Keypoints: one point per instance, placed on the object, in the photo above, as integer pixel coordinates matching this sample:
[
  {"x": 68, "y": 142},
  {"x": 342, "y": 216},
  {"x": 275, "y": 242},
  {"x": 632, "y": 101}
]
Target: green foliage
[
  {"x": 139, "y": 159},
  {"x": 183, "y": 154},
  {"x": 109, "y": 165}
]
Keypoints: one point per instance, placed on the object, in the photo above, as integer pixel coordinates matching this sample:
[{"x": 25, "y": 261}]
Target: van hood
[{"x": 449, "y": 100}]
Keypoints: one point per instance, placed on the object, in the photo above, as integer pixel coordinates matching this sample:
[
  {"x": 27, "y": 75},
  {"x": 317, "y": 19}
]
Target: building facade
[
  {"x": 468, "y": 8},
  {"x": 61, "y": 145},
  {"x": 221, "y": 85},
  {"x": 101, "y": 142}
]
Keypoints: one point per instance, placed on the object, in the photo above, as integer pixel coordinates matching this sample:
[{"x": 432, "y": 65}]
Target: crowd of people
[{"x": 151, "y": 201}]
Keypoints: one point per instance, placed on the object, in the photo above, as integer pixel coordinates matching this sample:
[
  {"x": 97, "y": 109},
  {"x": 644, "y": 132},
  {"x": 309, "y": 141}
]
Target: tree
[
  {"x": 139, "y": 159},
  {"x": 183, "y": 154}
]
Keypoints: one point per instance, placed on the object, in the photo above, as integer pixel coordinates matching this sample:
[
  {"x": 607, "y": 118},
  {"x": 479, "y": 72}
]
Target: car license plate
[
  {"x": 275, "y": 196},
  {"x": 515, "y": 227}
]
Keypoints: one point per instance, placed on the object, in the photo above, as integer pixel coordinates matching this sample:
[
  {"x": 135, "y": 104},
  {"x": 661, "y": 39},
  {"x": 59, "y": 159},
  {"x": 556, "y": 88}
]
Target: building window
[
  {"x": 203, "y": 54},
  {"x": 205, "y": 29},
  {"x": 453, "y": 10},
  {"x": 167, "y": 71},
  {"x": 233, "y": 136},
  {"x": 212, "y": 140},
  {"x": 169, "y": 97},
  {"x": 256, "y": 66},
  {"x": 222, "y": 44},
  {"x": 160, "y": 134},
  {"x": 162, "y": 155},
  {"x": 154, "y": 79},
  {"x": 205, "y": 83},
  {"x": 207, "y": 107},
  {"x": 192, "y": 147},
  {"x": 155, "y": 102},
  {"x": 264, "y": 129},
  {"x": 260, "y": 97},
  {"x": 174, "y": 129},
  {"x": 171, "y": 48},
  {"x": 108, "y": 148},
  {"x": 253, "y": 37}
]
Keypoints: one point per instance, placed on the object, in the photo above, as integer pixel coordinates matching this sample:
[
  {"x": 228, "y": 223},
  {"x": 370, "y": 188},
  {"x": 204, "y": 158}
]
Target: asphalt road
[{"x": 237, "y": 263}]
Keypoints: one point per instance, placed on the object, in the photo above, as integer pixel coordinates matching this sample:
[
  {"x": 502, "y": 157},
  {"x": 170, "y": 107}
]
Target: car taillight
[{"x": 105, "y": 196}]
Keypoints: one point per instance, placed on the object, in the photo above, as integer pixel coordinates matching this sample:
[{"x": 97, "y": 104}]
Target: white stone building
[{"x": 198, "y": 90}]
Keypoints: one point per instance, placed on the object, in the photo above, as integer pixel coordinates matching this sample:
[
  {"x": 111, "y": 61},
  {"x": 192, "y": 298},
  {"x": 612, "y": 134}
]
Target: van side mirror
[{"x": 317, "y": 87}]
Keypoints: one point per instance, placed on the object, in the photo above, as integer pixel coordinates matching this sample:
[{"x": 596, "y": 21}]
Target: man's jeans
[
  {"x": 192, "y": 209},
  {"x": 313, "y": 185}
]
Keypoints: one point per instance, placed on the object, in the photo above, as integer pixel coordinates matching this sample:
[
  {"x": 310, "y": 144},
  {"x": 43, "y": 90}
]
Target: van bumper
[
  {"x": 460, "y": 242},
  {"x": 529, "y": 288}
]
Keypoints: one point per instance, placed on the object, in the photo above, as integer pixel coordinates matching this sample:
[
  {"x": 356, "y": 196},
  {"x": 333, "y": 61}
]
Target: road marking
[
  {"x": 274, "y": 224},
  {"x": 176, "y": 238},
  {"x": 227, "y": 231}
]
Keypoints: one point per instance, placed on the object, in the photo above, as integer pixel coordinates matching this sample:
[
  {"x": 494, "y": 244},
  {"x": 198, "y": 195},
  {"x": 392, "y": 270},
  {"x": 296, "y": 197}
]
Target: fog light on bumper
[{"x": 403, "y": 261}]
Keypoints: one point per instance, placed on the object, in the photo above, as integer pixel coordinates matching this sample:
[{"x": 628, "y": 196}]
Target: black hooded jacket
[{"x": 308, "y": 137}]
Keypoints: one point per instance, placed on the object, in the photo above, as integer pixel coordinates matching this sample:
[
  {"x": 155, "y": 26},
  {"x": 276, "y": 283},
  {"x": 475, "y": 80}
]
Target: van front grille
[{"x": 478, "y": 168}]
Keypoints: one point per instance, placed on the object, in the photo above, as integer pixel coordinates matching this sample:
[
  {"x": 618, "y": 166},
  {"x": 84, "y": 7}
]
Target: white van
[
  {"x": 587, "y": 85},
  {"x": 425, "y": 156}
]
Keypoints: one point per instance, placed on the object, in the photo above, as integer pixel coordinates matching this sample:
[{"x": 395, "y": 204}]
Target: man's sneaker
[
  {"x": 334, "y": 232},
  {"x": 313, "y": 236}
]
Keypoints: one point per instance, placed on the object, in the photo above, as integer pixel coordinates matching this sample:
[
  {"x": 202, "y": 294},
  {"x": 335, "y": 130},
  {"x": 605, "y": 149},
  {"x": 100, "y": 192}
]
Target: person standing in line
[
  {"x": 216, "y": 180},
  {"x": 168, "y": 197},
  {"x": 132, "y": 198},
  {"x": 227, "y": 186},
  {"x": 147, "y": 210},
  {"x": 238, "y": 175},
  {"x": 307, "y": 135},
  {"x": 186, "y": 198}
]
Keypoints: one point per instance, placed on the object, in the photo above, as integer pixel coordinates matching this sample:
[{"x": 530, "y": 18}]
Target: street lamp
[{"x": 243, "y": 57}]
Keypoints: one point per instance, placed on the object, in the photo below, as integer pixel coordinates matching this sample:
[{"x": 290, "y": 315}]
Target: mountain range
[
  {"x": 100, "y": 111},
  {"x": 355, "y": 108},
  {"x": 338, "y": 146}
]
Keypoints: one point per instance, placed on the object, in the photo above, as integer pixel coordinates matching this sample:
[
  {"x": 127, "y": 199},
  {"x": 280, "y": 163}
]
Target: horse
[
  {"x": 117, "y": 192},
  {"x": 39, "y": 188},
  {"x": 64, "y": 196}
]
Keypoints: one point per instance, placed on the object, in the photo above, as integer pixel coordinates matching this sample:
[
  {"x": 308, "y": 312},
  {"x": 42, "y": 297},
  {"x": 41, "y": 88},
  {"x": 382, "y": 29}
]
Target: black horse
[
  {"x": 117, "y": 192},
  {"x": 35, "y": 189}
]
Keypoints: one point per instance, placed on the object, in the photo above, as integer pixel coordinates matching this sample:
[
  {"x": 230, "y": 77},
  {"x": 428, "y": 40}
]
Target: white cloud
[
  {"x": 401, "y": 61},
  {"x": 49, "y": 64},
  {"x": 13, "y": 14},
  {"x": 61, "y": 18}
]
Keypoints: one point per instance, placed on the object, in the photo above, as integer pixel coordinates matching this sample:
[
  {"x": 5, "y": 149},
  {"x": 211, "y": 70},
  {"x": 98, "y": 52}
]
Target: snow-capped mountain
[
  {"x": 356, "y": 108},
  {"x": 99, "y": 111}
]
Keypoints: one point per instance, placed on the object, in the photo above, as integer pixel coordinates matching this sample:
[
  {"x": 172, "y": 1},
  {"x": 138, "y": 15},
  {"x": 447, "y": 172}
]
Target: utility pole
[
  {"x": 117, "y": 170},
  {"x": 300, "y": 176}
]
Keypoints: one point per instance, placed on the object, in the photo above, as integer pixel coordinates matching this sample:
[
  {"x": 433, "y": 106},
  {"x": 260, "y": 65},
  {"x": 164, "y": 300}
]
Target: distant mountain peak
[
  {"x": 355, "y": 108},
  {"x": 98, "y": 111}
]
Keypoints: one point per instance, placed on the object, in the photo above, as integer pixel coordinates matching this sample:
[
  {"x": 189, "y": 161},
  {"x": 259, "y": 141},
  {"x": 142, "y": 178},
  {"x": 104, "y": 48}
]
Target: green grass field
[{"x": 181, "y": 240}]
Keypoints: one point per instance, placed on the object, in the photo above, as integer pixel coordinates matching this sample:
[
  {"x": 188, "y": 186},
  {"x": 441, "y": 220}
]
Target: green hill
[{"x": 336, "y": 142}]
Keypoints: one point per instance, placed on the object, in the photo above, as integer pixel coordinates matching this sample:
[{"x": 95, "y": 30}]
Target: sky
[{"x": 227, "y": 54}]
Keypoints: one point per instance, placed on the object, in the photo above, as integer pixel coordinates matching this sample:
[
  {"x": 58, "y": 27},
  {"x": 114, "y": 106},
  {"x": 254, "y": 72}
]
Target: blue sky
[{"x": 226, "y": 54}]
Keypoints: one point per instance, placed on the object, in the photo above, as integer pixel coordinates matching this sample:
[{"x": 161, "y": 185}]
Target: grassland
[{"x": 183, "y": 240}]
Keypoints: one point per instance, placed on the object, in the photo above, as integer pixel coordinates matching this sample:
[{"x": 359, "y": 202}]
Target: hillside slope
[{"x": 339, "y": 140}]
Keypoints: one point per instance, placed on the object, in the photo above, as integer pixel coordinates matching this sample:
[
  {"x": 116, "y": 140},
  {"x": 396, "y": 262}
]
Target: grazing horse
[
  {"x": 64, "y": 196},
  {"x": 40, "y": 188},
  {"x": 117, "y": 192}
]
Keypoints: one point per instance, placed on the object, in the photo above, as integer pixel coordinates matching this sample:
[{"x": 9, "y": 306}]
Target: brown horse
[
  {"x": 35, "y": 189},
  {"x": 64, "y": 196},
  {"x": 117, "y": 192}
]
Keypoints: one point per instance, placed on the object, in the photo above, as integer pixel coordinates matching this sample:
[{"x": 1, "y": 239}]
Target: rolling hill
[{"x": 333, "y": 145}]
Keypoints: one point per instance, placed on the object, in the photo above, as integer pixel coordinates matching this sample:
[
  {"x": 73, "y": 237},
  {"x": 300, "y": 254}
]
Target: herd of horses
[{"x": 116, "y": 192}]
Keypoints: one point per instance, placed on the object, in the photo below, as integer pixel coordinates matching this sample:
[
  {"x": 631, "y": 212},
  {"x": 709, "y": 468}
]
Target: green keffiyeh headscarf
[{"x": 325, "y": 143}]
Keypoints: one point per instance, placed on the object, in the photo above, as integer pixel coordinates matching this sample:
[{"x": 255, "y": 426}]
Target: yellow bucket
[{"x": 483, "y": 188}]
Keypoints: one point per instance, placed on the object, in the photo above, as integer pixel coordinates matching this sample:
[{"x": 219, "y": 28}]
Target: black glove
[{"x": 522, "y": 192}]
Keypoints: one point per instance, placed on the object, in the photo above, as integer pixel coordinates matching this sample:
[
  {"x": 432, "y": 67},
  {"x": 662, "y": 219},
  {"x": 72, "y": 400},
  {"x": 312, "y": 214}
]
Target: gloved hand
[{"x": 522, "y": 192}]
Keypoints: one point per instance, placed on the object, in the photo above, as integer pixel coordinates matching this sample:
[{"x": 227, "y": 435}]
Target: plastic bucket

○ ○ ○ ○ ○

* **YOUR OBJECTIVE**
Report each line of the records above that contains the word "bumper", copying every such line in full.

* **FULL SOLUTION**
Target: van bumper
Target: fog light on bumper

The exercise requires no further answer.